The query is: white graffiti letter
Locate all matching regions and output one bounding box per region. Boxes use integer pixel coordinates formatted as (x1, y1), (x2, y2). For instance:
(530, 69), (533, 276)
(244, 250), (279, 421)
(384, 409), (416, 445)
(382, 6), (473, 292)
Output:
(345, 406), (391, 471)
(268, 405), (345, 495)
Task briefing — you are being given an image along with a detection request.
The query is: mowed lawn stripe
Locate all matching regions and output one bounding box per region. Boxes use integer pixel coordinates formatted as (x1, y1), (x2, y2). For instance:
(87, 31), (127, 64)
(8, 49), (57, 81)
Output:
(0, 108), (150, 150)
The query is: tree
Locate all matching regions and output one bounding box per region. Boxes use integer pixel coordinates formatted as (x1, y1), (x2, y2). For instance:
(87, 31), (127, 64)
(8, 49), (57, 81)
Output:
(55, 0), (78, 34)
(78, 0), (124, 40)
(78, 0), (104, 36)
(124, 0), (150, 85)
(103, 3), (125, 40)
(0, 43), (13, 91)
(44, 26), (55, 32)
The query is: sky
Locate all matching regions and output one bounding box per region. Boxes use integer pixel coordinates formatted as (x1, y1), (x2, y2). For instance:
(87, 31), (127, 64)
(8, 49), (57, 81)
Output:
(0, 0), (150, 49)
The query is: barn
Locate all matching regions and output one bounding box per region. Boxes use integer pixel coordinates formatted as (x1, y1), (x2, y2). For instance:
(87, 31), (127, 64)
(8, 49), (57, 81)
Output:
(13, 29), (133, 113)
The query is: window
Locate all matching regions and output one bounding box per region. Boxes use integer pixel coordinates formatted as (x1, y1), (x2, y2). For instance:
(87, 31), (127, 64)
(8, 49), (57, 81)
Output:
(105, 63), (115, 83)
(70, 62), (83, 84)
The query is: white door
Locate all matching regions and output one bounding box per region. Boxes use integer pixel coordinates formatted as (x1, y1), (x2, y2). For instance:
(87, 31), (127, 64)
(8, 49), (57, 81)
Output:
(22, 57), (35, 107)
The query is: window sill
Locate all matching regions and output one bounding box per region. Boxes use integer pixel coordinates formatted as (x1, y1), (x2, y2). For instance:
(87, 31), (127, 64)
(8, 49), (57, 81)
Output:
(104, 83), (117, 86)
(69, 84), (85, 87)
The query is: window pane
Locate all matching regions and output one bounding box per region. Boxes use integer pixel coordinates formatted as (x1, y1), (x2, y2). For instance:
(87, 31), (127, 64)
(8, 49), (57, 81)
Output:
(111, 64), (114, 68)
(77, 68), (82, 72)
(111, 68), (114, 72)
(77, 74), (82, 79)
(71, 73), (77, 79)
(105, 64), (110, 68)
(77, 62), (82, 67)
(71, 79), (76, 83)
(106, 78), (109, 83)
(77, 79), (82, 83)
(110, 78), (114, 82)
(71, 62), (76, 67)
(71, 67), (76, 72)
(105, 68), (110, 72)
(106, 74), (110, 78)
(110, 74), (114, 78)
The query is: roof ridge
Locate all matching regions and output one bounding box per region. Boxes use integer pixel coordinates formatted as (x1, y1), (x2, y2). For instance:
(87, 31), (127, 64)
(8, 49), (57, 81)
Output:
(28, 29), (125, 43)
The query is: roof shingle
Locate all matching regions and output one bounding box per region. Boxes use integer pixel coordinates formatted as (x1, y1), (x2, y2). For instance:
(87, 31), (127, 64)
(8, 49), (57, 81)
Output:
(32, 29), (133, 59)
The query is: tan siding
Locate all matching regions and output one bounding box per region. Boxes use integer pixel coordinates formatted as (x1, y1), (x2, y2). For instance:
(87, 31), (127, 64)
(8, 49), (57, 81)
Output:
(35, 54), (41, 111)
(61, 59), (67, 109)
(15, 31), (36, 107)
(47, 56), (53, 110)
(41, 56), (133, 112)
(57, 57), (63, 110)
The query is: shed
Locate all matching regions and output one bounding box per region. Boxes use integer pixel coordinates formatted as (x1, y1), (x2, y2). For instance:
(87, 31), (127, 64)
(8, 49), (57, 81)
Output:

—————

In all of the lines above, put "rectangle" wherever "bounding box" appears, and leave everything else the same.

### Correct answer
The query is: white graffiti letter
Locate all matching regions and output one rectangle per region. Boxes use integer pixel coordinates formatted as (x1, y1), (x2, y2). For instance:
(530, 69), (533, 276)
(244, 250), (279, 421)
(384, 409), (416, 445)
(382, 6), (473, 292)
Output:
(345, 406), (391, 471)
(268, 405), (345, 495)
Task briefing — you are being given an image along with a detection request.
The query is: mowed lawn stripe
Locate all matching regions and output one rectangle per region. Boxes use integer pixel coordinates formatted as (x1, y1), (x2, y2). For instance:
(87, 31), (127, 64)
(8, 49), (57, 81)
Output:
(0, 108), (150, 150)
The query is: tree
Locate all matching regions and output one rectangle per region. Boxes use integer pixel coordinates formatted as (x1, y1), (x2, y2). For instance:
(87, 31), (127, 64)
(8, 49), (57, 81)
Output:
(55, 0), (78, 34)
(78, 0), (124, 40)
(78, 0), (104, 36)
(124, 0), (150, 85)
(103, 3), (125, 40)
(0, 43), (13, 91)
(44, 26), (55, 32)
The query is: sky
Locate all matching regions and output one rectangle per region. Boxes use integer pixel coordinates formatted as (x1, y1), (x2, y2). For instance:
(87, 31), (127, 64)
(8, 49), (57, 81)
Output:
(0, 0), (150, 49)
The query is: barn
Locate all matching regions and output one rectangle per region. Boxes use integer pixel coordinates formatted as (x1, y1), (x2, y2). For instance:
(87, 31), (127, 64)
(8, 49), (57, 81)
Output:
(13, 29), (133, 113)
The query is: window
Locate all matching regions and output one rectangle per region. Boxes use integer pixel coordinates formatted as (x1, y1), (x2, y2). For instance:
(87, 31), (127, 64)
(8, 49), (57, 81)
Output:
(105, 63), (115, 83)
(70, 62), (83, 84)
The query is: white door
Locate all matching regions and output one rectangle per region. Boxes use integer pixel coordinates formatted as (x1, y1), (x2, y2). For instance:
(87, 31), (127, 64)
(8, 49), (57, 81)
Output:
(22, 57), (35, 107)
The query is: window sill
Locate all matching regions and output one rectangle per region. Boxes use integer pixel coordinates formatted as (x1, y1), (x2, y2). For instance:
(87, 31), (127, 64)
(8, 49), (57, 81)
Output:
(104, 83), (117, 86)
(69, 84), (85, 87)
The query is: window pane
Locate all matching regions and output one rectangle per region. Boxes use integer pixel coordinates formatted as (x1, y1), (x2, y2). For instance:
(87, 31), (127, 64)
(8, 49), (57, 81)
Output:
(111, 64), (114, 68)
(77, 68), (82, 72)
(111, 68), (114, 72)
(77, 74), (82, 79)
(71, 73), (77, 79)
(105, 64), (110, 68)
(77, 62), (82, 67)
(71, 79), (76, 83)
(106, 78), (109, 83)
(77, 79), (82, 83)
(110, 78), (114, 82)
(71, 62), (76, 67)
(71, 67), (76, 72)
(105, 68), (110, 72)
(106, 74), (110, 78)
(110, 74), (114, 78)
The query is: roof ridge
Locate all matching regions and output one rectangle per region. Boxes use integer pixel coordinates formatted as (x1, y1), (x2, y2). For instance:
(87, 31), (127, 64)
(8, 49), (57, 81)
Output:
(28, 29), (125, 43)
The query is: roof shingle
Locate all matching regions and output one rectangle per region. Boxes use integer pixel coordinates formatted as (x1, y1), (x2, y2). For instance:
(87, 31), (127, 64)
(8, 49), (57, 81)
Output:
(32, 29), (133, 59)
The query is: tan siding
Locate all matching regions and output one rectangle per region. Boxes use integer pixel coordinates formatted as (x1, y1), (x2, y2). For instance:
(87, 31), (127, 64)
(8, 49), (57, 81)
Output:
(35, 54), (41, 111)
(61, 59), (67, 109)
(15, 31), (36, 107)
(47, 56), (53, 110)
(41, 56), (133, 112)
(57, 57), (63, 110)
The query is: shed
Locate all matching regions and output one rectangle per region. Boxes use integer pixel coordinates formatted as (x1, y1), (x2, y2). For instance:
(87, 31), (127, 64)
(8, 49), (57, 81)
Output:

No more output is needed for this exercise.